** What is needed **
Copy the lines below verbatim, beginning with the line that includes "Place a dot on every instance of the seated" and continuing to the end; leave out everything before it.
[START OF Source data]
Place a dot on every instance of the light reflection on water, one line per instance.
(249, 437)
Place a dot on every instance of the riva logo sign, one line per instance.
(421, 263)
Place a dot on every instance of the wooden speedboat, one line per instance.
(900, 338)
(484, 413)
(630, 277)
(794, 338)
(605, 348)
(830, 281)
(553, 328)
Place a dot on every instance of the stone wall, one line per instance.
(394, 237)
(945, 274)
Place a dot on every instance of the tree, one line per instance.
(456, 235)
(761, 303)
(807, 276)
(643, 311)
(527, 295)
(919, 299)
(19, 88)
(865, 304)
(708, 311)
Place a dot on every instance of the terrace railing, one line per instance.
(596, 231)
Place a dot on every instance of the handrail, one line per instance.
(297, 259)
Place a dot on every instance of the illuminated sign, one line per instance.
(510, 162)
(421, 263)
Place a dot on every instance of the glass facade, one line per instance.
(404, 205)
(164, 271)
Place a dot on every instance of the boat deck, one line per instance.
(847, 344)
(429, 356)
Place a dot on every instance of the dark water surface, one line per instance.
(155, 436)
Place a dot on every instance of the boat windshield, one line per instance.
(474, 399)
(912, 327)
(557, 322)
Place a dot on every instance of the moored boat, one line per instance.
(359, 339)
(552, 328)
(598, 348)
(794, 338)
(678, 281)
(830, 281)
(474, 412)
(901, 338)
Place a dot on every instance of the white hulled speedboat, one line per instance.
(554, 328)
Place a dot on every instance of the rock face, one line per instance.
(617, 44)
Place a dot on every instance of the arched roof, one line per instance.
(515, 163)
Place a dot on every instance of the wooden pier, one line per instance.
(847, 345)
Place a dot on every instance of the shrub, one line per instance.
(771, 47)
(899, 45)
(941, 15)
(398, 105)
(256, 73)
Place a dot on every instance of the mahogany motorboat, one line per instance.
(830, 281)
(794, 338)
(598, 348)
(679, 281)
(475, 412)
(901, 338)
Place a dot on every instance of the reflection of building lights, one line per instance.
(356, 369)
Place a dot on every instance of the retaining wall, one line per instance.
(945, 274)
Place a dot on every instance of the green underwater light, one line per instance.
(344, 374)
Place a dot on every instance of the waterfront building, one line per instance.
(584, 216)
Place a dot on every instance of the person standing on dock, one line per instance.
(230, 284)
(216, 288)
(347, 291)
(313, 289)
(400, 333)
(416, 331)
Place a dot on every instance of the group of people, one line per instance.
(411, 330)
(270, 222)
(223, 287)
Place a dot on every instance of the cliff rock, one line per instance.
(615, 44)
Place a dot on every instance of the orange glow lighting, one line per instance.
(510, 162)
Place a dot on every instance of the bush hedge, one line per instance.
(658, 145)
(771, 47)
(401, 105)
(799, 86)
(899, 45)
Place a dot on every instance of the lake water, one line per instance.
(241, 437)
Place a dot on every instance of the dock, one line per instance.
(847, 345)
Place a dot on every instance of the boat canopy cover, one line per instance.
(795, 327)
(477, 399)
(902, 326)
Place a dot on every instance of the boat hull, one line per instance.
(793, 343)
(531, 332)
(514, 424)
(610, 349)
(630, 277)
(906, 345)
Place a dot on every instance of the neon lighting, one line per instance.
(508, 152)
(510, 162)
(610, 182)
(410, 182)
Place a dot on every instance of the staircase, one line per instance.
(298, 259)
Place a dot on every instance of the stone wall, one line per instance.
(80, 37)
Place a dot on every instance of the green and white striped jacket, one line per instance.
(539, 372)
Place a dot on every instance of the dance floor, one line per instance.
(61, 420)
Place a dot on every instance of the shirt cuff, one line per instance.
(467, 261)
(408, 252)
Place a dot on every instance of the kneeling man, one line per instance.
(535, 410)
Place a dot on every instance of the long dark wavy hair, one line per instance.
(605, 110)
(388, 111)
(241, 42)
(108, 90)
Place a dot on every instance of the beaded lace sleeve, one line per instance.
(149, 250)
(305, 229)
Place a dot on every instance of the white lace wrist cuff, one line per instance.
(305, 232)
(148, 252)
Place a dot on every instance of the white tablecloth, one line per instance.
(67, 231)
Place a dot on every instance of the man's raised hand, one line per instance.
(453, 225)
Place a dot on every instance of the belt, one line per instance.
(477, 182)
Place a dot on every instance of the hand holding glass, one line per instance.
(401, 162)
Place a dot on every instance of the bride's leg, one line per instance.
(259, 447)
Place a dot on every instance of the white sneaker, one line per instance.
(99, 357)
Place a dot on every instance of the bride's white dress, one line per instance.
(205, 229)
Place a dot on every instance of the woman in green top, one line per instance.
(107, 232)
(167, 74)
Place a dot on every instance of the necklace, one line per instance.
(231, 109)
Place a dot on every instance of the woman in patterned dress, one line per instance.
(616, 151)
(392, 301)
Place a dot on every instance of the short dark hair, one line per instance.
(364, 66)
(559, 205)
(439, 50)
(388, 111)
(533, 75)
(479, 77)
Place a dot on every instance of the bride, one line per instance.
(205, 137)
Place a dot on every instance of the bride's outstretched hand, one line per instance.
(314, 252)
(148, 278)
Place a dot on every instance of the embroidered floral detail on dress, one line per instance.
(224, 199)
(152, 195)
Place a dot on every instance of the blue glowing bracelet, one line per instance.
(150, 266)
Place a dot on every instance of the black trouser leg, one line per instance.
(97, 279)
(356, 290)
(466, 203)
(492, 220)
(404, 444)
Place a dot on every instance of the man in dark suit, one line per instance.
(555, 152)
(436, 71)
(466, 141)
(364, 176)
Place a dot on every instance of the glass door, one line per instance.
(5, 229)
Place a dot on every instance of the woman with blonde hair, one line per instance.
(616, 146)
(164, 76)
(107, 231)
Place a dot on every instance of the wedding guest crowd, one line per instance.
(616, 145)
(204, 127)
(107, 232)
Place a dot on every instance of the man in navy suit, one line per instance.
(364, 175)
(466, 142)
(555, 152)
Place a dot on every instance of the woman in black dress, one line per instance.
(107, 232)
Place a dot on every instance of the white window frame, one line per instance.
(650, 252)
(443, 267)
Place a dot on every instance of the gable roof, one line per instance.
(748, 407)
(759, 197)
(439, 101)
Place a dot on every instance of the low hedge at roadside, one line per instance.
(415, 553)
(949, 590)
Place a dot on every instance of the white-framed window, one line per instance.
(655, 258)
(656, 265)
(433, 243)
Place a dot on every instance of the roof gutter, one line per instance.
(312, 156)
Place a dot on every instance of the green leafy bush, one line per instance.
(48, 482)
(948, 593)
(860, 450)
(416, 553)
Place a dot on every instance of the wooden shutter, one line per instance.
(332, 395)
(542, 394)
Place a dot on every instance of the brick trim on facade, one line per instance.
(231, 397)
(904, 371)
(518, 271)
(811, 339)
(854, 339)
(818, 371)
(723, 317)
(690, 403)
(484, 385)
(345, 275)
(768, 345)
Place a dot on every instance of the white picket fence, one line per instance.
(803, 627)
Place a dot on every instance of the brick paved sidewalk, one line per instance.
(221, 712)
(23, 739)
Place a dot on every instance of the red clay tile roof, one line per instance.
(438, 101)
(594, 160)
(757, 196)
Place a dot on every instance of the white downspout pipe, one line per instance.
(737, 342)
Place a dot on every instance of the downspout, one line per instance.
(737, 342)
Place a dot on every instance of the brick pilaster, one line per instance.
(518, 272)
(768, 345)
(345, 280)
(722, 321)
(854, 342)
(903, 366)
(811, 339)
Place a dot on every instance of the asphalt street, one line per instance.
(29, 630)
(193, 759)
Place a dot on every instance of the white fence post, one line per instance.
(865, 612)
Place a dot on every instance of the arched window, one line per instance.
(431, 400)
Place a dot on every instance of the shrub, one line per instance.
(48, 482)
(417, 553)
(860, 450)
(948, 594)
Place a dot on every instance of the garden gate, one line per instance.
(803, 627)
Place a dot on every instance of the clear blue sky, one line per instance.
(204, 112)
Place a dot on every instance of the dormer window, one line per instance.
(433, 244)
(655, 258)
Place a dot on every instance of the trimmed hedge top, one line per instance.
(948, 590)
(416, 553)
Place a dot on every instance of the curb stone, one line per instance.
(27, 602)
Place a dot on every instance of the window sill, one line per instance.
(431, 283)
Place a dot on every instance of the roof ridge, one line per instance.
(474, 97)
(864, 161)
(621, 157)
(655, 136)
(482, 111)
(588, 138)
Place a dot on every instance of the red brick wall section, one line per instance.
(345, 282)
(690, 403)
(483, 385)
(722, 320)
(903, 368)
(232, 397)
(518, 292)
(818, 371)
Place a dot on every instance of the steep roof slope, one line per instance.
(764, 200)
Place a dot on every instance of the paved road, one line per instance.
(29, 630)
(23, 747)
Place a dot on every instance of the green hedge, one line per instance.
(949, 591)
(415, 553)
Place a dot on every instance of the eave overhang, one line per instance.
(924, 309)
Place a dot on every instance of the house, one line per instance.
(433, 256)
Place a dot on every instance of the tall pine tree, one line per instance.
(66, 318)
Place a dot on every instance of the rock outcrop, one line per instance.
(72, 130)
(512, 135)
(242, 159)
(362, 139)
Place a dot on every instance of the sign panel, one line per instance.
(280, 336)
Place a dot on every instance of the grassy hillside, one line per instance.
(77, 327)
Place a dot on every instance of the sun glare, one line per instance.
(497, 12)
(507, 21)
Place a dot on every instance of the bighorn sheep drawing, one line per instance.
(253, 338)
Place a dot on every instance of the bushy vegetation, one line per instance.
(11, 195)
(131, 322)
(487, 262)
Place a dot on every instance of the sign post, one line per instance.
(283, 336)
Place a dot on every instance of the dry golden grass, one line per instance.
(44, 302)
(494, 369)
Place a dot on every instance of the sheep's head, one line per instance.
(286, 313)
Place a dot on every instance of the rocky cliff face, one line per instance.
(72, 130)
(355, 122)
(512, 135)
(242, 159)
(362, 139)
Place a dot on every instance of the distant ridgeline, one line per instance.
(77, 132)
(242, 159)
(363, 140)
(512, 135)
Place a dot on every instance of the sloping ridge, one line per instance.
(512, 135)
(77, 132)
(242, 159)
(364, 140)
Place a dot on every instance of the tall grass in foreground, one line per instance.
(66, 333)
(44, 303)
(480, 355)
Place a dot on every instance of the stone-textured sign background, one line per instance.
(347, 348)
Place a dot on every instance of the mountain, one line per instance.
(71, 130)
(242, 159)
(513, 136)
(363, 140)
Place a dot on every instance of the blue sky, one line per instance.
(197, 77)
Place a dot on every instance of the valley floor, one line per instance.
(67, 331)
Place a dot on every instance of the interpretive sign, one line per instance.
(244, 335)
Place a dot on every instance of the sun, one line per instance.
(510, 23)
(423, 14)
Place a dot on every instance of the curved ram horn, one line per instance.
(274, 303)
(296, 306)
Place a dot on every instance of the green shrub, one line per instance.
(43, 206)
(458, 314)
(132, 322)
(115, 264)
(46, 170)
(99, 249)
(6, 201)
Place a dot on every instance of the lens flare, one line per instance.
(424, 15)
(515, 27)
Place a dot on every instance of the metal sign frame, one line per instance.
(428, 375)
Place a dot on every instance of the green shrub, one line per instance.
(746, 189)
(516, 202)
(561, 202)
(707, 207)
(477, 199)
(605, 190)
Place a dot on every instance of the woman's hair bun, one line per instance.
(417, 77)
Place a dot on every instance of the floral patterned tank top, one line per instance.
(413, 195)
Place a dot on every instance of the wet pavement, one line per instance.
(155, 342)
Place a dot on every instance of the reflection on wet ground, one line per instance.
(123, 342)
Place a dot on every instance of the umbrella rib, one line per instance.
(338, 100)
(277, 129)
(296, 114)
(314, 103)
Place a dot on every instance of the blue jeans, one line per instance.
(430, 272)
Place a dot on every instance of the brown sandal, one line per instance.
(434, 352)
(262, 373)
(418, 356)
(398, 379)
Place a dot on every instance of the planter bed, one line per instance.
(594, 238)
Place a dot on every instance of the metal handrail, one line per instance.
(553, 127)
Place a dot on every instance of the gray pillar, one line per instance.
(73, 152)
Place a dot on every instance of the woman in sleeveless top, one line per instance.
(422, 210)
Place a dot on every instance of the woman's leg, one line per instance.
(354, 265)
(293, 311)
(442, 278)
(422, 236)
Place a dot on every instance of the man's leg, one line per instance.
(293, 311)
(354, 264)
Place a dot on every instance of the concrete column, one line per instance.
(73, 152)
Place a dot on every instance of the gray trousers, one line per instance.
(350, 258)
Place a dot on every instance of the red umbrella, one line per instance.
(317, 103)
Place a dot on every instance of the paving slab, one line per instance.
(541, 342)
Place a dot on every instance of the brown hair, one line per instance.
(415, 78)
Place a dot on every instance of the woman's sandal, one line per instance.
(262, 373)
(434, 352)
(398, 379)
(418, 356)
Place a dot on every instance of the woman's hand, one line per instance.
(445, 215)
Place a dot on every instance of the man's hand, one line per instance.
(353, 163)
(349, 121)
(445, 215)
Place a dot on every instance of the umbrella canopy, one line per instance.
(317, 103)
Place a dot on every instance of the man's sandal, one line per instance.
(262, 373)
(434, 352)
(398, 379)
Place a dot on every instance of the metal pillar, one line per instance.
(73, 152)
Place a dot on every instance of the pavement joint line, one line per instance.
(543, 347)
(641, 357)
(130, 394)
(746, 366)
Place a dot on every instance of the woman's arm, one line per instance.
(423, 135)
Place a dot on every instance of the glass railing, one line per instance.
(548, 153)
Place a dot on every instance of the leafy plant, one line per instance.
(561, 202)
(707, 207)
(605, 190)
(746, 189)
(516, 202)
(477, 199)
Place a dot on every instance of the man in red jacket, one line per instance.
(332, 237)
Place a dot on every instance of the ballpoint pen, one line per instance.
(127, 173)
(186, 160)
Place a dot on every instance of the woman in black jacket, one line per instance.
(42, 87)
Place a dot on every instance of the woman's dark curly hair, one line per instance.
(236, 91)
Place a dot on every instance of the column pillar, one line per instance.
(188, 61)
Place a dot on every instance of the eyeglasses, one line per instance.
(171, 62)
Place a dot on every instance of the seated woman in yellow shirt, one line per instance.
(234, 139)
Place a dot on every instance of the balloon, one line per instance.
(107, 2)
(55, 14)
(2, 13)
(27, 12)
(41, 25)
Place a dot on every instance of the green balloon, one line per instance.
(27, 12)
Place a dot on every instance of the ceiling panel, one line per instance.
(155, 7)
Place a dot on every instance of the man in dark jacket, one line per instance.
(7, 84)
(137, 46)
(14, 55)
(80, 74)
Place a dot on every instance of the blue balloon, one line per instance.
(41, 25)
[END OF Source data]
** Task output **
Place a dot on every instance of the seated woman in yellow shirt, one line per instance.
(234, 139)
Place a dot on every instance of the balloon, one line per instance.
(107, 2)
(55, 14)
(2, 13)
(27, 12)
(41, 25)
Place a dot on every instance of the green balloon, one line per instance.
(27, 12)
Place a dot on every instance of the ceiling panel, one line per instance.
(155, 7)
Place a dot on every instance of the man in dark jacket, one line per instance.
(7, 84)
(137, 46)
(14, 55)
(80, 74)
Place a dot on every instance of the blue balloon, one line per instance.
(41, 25)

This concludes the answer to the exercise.